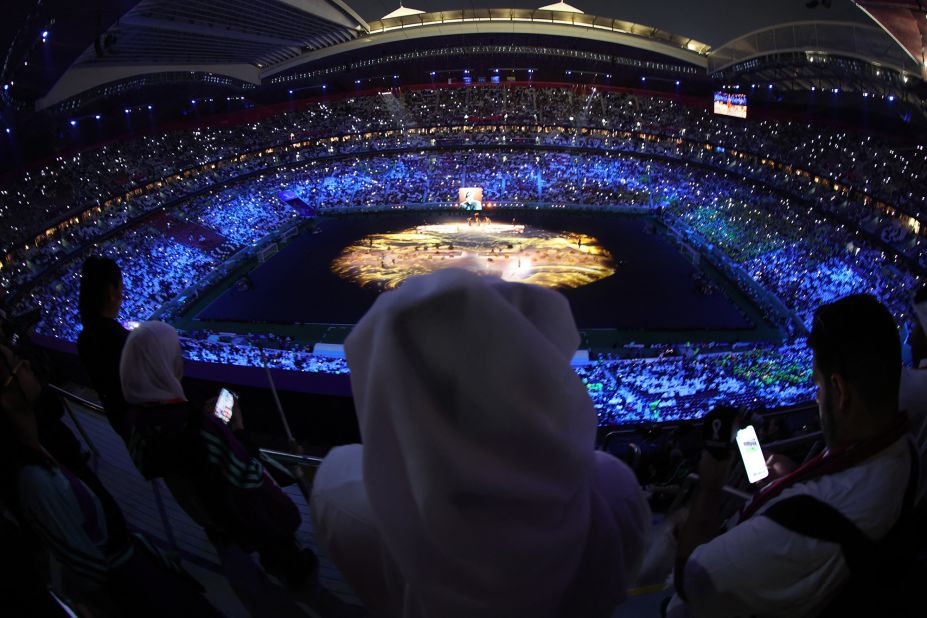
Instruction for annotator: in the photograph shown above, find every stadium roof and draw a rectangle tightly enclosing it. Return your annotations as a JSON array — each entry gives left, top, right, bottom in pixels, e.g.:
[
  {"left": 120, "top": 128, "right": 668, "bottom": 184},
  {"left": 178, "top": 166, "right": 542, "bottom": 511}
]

==================================================

_WORK TO COMPLETE_
Could you copy out the text of the item above word for word, leaving the picture out?

_FULL SOLUTION_
Instruction for annotator: in the photograph shown above, find every stadium roof and draw a rectangle tightly enclosing it. Return your annotations as a JSON array — each entry gives left, top, right, bottom in pixels, e.g.:
[
  {"left": 120, "top": 128, "right": 668, "bottom": 184},
  {"left": 178, "top": 166, "right": 542, "bottom": 511}
]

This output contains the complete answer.